» Records
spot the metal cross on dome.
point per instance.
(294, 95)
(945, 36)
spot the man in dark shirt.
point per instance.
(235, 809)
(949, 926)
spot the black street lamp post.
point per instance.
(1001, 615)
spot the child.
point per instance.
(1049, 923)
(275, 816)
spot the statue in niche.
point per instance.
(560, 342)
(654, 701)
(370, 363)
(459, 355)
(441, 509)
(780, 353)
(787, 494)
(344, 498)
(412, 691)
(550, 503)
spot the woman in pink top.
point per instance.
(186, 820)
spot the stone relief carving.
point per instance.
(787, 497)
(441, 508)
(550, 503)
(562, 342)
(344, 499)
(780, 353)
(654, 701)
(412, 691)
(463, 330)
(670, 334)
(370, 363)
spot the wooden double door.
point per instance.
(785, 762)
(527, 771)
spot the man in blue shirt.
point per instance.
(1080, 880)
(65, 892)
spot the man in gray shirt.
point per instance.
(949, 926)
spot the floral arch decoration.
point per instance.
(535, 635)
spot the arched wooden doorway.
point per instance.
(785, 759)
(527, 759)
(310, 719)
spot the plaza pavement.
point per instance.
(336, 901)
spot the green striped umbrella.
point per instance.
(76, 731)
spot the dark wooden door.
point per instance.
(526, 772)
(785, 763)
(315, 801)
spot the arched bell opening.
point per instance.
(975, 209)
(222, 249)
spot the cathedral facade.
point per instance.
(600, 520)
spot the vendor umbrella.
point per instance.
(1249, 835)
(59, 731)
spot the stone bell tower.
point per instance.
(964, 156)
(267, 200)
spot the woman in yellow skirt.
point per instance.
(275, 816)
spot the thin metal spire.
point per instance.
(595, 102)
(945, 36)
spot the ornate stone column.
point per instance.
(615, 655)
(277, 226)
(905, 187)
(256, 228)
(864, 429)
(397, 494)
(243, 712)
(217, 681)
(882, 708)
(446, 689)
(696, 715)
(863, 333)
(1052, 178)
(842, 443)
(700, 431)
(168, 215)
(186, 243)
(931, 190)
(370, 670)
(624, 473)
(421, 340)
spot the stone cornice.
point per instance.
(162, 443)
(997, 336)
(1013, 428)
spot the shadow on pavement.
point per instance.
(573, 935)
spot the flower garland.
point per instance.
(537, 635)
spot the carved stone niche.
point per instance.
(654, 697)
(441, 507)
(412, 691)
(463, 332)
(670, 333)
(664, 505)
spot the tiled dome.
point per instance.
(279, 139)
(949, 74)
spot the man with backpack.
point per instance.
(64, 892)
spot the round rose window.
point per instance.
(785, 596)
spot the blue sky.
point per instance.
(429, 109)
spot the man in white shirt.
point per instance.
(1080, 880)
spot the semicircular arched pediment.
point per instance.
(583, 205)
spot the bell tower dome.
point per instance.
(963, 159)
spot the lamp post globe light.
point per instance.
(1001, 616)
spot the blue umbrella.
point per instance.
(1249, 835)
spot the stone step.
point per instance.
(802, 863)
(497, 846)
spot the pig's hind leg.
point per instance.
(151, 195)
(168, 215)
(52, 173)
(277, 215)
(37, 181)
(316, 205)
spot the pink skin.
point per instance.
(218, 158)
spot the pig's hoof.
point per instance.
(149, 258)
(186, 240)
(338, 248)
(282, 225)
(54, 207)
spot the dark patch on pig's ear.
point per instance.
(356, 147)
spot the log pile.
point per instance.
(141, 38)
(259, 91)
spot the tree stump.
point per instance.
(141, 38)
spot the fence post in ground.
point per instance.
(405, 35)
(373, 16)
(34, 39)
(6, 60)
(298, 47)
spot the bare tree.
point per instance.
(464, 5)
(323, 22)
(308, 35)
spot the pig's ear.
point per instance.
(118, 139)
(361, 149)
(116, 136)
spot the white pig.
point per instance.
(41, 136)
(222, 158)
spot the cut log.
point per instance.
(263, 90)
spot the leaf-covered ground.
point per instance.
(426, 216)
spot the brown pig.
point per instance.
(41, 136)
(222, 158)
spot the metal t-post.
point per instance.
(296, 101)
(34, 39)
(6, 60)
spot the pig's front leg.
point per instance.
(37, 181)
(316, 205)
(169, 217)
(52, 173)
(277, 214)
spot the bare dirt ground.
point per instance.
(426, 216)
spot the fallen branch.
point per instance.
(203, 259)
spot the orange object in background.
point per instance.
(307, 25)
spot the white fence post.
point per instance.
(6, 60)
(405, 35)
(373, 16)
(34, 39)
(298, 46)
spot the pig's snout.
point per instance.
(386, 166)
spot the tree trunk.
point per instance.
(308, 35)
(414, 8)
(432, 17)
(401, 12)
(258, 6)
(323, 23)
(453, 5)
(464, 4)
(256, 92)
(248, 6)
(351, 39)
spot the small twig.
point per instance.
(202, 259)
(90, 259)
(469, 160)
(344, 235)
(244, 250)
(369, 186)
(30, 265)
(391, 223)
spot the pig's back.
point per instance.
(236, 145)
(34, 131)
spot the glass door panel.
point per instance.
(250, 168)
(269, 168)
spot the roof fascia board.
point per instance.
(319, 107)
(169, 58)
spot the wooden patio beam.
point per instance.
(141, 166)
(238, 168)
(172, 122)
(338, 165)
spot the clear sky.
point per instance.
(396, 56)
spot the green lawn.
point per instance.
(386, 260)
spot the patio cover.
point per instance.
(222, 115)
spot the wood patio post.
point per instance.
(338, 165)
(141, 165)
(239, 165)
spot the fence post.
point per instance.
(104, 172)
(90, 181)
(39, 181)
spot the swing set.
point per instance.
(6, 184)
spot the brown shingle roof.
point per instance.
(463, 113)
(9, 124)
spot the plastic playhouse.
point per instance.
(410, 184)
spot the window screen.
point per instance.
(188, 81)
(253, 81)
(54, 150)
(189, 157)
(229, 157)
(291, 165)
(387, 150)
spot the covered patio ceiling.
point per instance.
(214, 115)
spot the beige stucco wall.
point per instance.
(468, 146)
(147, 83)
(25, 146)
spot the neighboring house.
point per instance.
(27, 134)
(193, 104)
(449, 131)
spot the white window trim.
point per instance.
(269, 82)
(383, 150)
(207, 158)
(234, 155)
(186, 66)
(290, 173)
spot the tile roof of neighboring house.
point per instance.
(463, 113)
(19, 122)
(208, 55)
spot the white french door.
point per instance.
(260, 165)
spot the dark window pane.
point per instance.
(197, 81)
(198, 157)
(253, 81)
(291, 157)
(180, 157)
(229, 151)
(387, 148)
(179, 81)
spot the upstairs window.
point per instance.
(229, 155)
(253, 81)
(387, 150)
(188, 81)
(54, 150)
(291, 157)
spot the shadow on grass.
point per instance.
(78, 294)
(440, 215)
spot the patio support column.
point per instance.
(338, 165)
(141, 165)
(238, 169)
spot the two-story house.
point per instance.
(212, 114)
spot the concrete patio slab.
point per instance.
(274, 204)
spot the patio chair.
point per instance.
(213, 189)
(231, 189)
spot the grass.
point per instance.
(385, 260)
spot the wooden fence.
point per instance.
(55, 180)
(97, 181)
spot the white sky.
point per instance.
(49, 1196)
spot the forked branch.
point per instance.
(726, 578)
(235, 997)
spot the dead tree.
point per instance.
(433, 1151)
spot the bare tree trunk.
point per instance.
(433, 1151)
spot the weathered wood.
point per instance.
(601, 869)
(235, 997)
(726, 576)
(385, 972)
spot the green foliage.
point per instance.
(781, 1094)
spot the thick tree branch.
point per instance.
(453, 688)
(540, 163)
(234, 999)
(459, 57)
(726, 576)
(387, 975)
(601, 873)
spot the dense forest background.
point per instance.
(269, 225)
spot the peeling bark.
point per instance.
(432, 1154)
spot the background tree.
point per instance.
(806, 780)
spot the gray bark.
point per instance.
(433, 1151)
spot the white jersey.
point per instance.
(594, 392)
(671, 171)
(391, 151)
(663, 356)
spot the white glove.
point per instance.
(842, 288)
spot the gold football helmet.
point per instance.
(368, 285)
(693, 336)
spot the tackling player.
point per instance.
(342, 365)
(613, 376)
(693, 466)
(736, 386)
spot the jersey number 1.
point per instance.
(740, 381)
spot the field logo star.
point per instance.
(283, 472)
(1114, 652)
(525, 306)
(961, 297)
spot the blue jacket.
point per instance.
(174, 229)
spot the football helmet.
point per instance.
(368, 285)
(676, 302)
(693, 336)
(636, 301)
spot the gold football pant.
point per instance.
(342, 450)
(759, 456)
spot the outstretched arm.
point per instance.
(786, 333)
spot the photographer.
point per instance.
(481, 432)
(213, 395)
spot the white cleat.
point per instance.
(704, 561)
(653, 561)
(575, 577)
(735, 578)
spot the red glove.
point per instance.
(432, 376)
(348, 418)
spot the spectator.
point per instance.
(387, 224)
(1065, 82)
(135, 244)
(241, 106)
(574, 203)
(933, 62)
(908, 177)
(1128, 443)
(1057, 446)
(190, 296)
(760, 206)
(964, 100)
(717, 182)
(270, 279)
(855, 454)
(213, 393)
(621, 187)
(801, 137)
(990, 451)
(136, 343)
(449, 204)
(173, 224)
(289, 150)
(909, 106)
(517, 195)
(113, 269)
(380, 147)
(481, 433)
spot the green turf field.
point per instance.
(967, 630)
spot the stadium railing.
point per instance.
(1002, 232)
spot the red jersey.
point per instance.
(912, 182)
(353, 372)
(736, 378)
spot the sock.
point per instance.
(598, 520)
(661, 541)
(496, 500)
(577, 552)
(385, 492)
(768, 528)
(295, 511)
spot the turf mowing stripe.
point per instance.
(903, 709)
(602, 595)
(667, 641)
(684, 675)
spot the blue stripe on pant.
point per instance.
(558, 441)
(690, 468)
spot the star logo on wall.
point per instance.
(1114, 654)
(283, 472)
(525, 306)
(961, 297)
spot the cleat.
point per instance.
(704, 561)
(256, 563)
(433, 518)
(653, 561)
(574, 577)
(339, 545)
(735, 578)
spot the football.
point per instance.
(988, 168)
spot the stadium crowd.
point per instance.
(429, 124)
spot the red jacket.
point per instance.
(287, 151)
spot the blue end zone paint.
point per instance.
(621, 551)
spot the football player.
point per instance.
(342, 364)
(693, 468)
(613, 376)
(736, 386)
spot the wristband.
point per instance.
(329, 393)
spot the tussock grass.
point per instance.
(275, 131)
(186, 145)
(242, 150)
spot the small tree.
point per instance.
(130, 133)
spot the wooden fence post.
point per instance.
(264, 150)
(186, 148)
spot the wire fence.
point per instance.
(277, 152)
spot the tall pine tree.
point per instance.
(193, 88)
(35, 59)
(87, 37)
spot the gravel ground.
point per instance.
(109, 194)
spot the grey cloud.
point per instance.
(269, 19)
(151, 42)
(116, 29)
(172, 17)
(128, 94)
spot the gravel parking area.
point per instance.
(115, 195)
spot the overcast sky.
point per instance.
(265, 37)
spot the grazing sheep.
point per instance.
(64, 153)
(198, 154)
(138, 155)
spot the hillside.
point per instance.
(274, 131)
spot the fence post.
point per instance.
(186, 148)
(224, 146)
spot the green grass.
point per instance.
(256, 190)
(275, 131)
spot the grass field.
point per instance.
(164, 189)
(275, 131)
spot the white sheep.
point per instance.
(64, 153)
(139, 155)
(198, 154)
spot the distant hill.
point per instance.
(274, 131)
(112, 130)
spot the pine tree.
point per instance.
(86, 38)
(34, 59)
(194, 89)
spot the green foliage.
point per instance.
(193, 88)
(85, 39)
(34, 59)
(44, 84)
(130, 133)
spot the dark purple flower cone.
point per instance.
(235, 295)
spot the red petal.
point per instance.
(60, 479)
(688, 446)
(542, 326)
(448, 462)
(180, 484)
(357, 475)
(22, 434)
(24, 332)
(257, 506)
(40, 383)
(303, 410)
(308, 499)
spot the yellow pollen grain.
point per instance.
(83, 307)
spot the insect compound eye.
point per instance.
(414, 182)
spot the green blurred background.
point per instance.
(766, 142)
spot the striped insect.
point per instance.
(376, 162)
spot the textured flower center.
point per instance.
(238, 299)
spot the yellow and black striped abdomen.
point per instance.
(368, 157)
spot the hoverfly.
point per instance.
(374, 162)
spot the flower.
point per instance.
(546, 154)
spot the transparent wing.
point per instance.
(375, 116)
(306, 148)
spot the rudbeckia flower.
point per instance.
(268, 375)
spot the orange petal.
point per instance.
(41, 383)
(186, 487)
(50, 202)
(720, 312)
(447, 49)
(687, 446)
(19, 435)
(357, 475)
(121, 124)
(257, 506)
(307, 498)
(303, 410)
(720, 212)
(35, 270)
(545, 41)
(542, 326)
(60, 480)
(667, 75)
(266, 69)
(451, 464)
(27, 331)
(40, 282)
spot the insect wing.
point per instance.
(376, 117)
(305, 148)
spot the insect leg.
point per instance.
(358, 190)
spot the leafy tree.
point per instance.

» Problem details
The response must consist solely of the lines from the top of the records through the line holding "spot the stone relief carving.", copied word for word.

» Exercise output
spot the metal cross on dome.
point per instance.
(294, 95)
(945, 36)
spot the man in dark shirt.
point per instance.
(235, 809)
(949, 926)
spot the black street lamp post.
point per instance.
(1001, 615)
spot the child.
point per instance.
(1049, 923)
(275, 816)
spot the statue in niche.
point per instance.
(560, 342)
(654, 701)
(370, 363)
(459, 355)
(441, 509)
(780, 353)
(787, 494)
(344, 498)
(412, 691)
(550, 503)
spot the woman in pink top.
point per instance.
(186, 820)
spot the stone relief carving.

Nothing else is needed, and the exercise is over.